§ SET EXERCISE 1
Please return every line of the entries below that contains the word "wooden", copying each one in full.

§ TEXT

....

Billions of taxpayer dollars are spent buying buses and railcars every year.

Although the national unemployment rate has declined since the Great Recession, for low-income families and communities of color, the unemployment rate remains in the double-digits and good, family-supporting jobs can’t come fast enough. We need strategies that revive U.S. manufacturing and other industries that can create the kind of jobs we want.

On Monday, transportation leaders led a symposium entitled “Transforming Lives and Communities: The Power of Transportation Investment” at this year's American Public Transportation Association (APTA) Annual Meeting in Los Angeles. Panelists discussed how we can use innovative transit investment strategies to improve equity and livelihoods in communities across the U.S.

With the “Ladders of Opportunity” initiative, the United States Department of Transportation (USDOT) is moving toward more inclusive and equitable infrastructure that will improve access to public transportation for communities who have historically faced inadequate transportation options. This will make it easier for them to gain access to school, jobs, and training allowing them to improve their economic prospects.

The symposium, organized by Jobs to Move America, LA Metro and APTA, expanded on this idea to include job creation and economic development opportunities as a vital part of transportation spending. On average, we are spending $5.4 billion taxpayer dollars a year on transportation. The aim of the symposium was to reframe the discussion from “cheapest is best” to a broader debate about economic development opportunities for our communities, especially those historically excluded from manufacturing, like women and people of color. Investing these dollars in U.S.-based manufacturing has the potential to support 56,000 jobs, including 30,000 manufacturing and related jobs.

....

§ SET EXERCISE 2
According to the transit investment text above, which organizations organized the symposium?

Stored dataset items
....

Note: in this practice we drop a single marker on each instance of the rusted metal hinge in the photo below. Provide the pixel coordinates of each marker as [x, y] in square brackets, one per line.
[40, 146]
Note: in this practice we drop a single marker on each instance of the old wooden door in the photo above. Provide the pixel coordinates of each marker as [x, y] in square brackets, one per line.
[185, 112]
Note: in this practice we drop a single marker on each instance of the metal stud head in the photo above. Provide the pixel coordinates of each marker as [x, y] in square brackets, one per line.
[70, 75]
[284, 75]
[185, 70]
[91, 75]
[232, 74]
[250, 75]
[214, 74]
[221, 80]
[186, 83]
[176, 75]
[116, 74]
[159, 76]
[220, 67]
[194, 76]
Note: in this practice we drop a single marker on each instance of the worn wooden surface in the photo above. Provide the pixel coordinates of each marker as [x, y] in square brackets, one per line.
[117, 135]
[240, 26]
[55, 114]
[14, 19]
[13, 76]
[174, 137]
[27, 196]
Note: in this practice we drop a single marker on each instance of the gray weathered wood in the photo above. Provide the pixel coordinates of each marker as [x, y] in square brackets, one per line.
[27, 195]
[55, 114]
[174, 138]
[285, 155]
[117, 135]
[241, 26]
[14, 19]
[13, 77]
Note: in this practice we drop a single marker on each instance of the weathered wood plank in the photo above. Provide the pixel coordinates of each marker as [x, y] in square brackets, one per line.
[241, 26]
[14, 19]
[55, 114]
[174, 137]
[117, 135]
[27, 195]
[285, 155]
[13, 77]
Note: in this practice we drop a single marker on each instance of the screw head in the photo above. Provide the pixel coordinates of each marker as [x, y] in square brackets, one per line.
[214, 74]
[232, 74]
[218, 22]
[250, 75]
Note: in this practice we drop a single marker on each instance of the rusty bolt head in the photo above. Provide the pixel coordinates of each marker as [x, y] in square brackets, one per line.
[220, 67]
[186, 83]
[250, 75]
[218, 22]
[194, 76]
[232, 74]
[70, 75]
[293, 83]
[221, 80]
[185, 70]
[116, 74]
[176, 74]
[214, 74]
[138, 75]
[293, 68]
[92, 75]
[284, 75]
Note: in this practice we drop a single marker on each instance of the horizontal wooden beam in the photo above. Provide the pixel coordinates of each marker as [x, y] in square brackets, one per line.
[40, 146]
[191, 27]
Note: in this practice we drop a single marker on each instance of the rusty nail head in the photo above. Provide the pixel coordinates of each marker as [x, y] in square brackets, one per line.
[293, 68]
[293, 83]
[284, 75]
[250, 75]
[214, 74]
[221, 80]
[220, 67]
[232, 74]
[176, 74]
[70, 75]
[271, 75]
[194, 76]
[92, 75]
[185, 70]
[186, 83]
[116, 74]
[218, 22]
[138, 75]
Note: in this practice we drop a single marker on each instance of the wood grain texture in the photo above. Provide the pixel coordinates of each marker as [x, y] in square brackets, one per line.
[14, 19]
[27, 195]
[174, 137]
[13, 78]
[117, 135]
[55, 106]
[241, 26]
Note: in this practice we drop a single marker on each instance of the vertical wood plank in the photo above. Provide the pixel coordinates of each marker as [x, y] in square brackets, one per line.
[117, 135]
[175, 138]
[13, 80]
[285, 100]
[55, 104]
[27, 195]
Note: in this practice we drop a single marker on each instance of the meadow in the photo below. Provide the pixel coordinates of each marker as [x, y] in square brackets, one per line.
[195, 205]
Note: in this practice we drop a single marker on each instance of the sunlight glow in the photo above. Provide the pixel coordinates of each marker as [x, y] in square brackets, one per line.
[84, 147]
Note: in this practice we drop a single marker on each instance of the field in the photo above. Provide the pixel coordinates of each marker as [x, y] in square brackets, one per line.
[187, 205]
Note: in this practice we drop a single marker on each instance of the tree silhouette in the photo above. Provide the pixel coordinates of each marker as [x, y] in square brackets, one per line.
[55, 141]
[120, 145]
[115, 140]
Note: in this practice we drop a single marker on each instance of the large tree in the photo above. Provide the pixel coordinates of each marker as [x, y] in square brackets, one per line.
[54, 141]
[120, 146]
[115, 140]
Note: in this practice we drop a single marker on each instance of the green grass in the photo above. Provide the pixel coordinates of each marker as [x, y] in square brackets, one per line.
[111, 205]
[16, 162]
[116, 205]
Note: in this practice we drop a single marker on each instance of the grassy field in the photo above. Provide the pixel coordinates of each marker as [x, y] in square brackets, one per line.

....

§ RESULT 1
Note: in this practice we drop a single marker on each instance of the old wooden door in the photo above. Provide the pixel coordinates of each marker as [x, y] in square brackets, one per line.
Note: in this practice we drop a single marker on each instance of the worn wooden surface in the photo above. Provide the pixel coordinates of each marker as [x, y] in square brackets, one per line.
Note: in this practice we drop a single marker on each instance of the horizontal wooden beam in the photo above. Provide the pixel coordinates of each marker as [x, y] in square brackets, one per line.

§ RESULT 2
Jobs to Move America, LA Metro and APTA.